Exercise requirements -
Copy out the records again. Change nothing.

Provided entries -
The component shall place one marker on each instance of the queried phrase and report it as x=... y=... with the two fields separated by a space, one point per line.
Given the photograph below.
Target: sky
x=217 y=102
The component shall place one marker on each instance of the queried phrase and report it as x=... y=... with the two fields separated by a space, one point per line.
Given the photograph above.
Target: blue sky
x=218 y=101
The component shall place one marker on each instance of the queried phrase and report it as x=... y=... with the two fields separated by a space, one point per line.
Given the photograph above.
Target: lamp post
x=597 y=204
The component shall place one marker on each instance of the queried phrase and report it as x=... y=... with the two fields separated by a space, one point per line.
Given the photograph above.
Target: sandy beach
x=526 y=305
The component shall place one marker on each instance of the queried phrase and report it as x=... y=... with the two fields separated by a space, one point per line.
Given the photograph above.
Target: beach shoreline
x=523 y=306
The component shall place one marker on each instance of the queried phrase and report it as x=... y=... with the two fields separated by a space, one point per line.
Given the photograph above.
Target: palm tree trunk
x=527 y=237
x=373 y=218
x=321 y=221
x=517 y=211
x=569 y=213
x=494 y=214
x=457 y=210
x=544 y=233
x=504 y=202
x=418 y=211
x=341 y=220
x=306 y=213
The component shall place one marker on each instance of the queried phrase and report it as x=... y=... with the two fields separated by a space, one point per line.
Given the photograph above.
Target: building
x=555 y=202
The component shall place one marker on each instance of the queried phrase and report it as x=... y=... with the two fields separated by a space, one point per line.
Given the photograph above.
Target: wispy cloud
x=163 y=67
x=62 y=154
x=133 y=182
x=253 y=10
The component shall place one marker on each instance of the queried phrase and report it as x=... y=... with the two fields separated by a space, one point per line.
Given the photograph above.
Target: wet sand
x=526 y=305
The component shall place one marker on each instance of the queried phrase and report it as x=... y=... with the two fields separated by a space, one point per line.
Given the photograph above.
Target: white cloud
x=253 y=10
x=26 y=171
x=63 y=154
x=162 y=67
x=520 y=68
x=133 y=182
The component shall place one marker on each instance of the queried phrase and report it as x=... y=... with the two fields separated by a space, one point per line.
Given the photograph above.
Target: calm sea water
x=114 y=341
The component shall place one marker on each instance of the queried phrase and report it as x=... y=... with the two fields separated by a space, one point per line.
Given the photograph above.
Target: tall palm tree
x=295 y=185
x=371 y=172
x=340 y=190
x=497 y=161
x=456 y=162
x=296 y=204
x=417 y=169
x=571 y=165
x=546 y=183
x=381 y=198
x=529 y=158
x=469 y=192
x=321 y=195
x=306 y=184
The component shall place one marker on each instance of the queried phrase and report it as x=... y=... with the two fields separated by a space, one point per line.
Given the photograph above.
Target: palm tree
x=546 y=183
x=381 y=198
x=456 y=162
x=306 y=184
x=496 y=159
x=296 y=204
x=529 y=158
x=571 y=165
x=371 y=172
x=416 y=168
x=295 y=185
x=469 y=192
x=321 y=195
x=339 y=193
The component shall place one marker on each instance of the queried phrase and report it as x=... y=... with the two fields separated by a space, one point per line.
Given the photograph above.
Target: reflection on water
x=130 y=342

Written response -
The component shall place one marker on each instance of the queried phrase and report it as x=... y=... with the two fields separated by a space, one point per line.
Given the photograph below.
Target: sky
x=217 y=102
The component shall place one marker on each instance of the queried phrase and report it as x=... y=... with the two fields separated by a space, one point per line.
Given the photograph above.
Target: blue sky
x=218 y=101
The component shall place one marker on each instance of the queried phrase and report it as x=... y=... with the two fields separated by a space, one point per line.
Given the photograph above.
Target: lamp post
x=597 y=204
The component shall place one marker on each instance of the queried phrase and report it as x=... y=... with the two fields separated by a space, one point per line.
Given the photograph above.
Target: sandy beach
x=526 y=305
The component shall place one marker on each instance of the queried phrase and report it as x=... y=... with the two fields separated by a space, one point per line.
Given the photograph above.
Target: beach shoreline
x=523 y=306
The component shall place one marker on each instance of the queried phrase and report it as x=... y=... with the two fields separated by a space, one point per line.
Given the photograph above.
Target: palm tree trunk
x=527 y=237
x=373 y=218
x=321 y=221
x=517 y=211
x=569 y=213
x=494 y=214
x=457 y=210
x=544 y=233
x=504 y=202
x=418 y=211
x=341 y=220
x=306 y=213
The component shall place one marker on each instance of the queried phrase and report it as x=... y=... with the two fields separated by a space, one point per line.
Given the photograph above.
Target: building
x=555 y=202
The component shall place one marker on each instance of the queried phrase and report it as x=... y=... with the two fields separated by a space, one point per line.
Given the photograph above.
Target: wispy cloud
x=163 y=67
x=62 y=154
x=133 y=182
x=253 y=10
The component shall place one marker on each instance of the queried phrase and report it as x=... y=... with the two fields separated by a space, one point per line.
Given the photograph above.
Target: wet sand
x=526 y=305
The component shall place one marker on each instance of the queried phrase and report it as x=... y=... with the two fields separated by a space, one point per line.
Given the photograph above.
Target: white cloud
x=253 y=10
x=26 y=171
x=63 y=154
x=162 y=67
x=520 y=68
x=133 y=182
The component shall place one marker on each instance of the queried phrase and report it as x=... y=... with the two fields separated by a space, one point per line.
Given the photograph above.
Target: calm sea water
x=114 y=341
The component shall place one marker on each instance of the queried phrase and report it as x=... y=... with the two fields separated by a space, one point per line.
Given the photograph above.
Target: tall palm tree
x=295 y=185
x=371 y=172
x=340 y=190
x=497 y=161
x=456 y=162
x=296 y=204
x=417 y=169
x=571 y=165
x=546 y=183
x=381 y=198
x=529 y=158
x=469 y=192
x=321 y=195
x=306 y=184
The component shall place one marker on each instance of the queried phrase and report it as x=... y=... with the two fields separated by a space, one point per line.
Given the photograph above.
Target: palm tree
x=546 y=183
x=381 y=198
x=456 y=162
x=306 y=184
x=496 y=159
x=296 y=204
x=529 y=158
x=571 y=165
x=371 y=172
x=416 y=168
x=295 y=185
x=469 y=192
x=321 y=195
x=339 y=193
The component shall place one marker on each instance of the queried phrase and report it as x=... y=... with the two fields separated by a space, one point per line.
Given the photograph above.
Target: reflection on water
x=130 y=342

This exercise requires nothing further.